Alıştırmalar |
[1] Perinçek kararı metninin "demektedir." ile başlayıp "göstermektedir." ile biten bölümünü hiçbir değişiklik yapmadan yazın.
[2] Perinçek kararı metnini son cümlesinden sonra kaldığı yerden sürdürün.

AİHM
Büyük Daire'nin "Perinçek-İsviçre Davası" Kararı dikkatle incelendiğinde, Ermeni
Soykırımı olmadığı görüşünün işlendiği
anlaşılmaktadır.
***
Kararın
101. Maddesi, soykırım konusunda karar alma yetkisinin Uluslararası Ceza
Mahkemesi ve Uluslararası Adalet Divanı'na ait olduğunu
söylüyor.
Bu
iki yetkili mahkeme dışında tek tek insanlar, dernekler, parlamentolar, devlet
adamları ve mahkemeler "Ermeni Soykırımı yapılmıştır" diyemezler. Bu konuda
karar alamazlar.
Bu
iki yetkili mahkemenin "Ermeni Soykırımı yapılmıştır" diye verdiği bir karar
olmadığına göre, hiç bir kişi ve kurum Ermeni Soykırımı yapıldığını
söyleyemez.
101.
Madde, "AİHM bile bu konuda karar almaya yetkili değildir"
demektedir.
Kararın
243. Maddesi: "Holokost (Yahudi Soykırımı) suçu, 1948 yılında NAZİ savaş
suçlularını yargılayan Nüremberg Mahkemesi tarafından tanınmış tartışmasız kesin
bir tarihsel olgudur." diyerek soykırım kararının nasıl verileceğine dair örnek
göstermektedir.
Hakim
Nussberger'in karara koyduğu not: "1915 olayları ile ilgili bilim insanları
arasında, ve siyasetçiler arasında bir görüş birliği olmadığı gibi, bu konuda
alınmış bir mahkeme kararı da yoktur."
***
Kararın
59. Maddesi, soykırımın tarifi konusunu işliyor. Burada, Uluslararası Adalet
Divanı'nın Bosna-Hersek-Sırbistan-Montenegro Kararı örnek gösteriliyor. Bu
kararın 8. Maddesi şöyledir: "Soykırım hükmü için 'Bir gurubu bütünüyle yok etme
iradesinin tespiti' koşuldur."
Yani
her katliam, kırım, öldürme olayı soykırım değildir. Etnik veya dinsel bir
gurubun üyelerinin tamamını yaş ve cinsiyet farkı gözetmeksizin öldürerek o
gurubu bütünüyle yok etmek ve dünya yüzünde o guruptan yaşayan tek bir kişi bile
bırakmamak için bir karar alınmış olması ve uygulamaya konulması soykırım suçunu
oluşturur.

Adlandırılmış nesne işaretleme girdileri |
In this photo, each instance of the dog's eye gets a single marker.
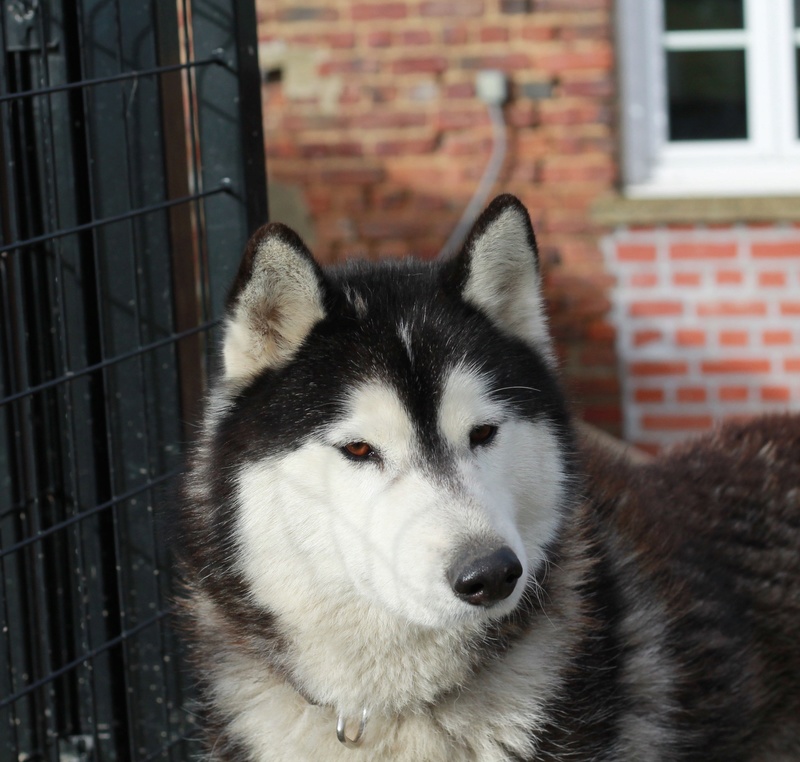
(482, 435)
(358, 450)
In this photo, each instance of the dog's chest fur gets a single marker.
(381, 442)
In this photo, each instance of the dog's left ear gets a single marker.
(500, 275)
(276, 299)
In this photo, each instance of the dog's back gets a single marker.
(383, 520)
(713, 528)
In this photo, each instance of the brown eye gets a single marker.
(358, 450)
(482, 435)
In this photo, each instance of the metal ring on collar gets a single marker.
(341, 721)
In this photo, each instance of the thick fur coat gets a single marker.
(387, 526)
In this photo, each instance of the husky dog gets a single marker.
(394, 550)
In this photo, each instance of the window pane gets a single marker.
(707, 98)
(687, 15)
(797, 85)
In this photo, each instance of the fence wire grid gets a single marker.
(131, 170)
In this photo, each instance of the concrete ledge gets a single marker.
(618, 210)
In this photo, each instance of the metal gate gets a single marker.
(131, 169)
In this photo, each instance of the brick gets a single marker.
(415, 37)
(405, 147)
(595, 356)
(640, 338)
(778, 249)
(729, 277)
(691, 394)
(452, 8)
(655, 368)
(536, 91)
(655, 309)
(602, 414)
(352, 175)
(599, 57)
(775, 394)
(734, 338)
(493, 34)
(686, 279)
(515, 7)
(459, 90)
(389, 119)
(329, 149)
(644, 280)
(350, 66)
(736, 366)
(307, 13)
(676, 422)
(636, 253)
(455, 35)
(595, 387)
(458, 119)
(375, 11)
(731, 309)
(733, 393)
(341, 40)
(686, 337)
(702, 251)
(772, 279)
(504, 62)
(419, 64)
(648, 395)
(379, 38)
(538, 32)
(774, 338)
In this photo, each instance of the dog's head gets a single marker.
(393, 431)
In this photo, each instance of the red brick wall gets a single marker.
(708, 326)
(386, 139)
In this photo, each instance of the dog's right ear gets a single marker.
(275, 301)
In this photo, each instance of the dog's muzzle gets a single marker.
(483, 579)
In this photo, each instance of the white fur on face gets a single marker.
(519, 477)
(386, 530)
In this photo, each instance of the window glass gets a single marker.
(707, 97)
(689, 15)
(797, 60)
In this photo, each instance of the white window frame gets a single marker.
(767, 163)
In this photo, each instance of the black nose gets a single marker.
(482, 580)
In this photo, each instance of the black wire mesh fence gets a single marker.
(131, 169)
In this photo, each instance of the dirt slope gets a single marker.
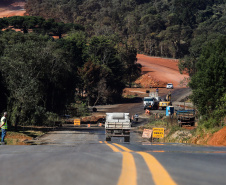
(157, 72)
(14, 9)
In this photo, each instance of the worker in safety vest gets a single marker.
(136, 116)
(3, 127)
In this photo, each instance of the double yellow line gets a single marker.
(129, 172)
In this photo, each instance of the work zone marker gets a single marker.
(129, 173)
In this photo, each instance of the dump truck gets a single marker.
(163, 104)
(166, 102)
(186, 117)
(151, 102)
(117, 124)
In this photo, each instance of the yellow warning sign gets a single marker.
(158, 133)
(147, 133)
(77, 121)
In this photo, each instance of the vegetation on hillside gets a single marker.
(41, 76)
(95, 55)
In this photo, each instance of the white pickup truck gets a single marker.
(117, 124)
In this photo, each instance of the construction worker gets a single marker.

Alıştırma yanıtları |
[1]
demektedir.
Kararın
243. Maddesi: "Holokost (Yahudi Soykırımı) suçu, 1948 yılında NAZİ savaş
suçlularını yargılayan Nüremberg Mahkemesi tarafından tanınmış tartışmasız kesin
bir tarihsel olgudur." diyerek soykırım kararının nasıl verileceğine dair örnek
göstermektedir.

[2]
Bundan
dolayı, Uluslararası Adalet Divanı, Hırvatistan'ın Yugoslav Ordusu aleyhine
açtığı soykırım davasını reddetmiştir. Gerekçe olarak da, Yugoslav Ordusu'nun
tehcir ettiği insan guruplarını yok etme iradesi olduğunun kanıtlanamadığını göstermektedir.
Osmanlı
Ordusu'nun Ermenileri sürmesi (tehcir) olayında da benzer durum söz konusu.
Ermenilerin yok edilmesi için alınmış bir karar ve bu yönde bir uygulama yoktur.
Tehcirden
hemen sonra Osmanlı (İttihat ve Terakki Partisi) yöneticilerinin Ermeni katliamı
yaptığı iddiasıyla Malta'da kurulan İngiliz Kraliyet Mahkemesi, bu konuda delil
bulamadığı için mahkumiyet kararı verememişti. Mahkeme bu konuda ABD'den de
belge istemiş, ancak ABD belge bulup gönderememişti.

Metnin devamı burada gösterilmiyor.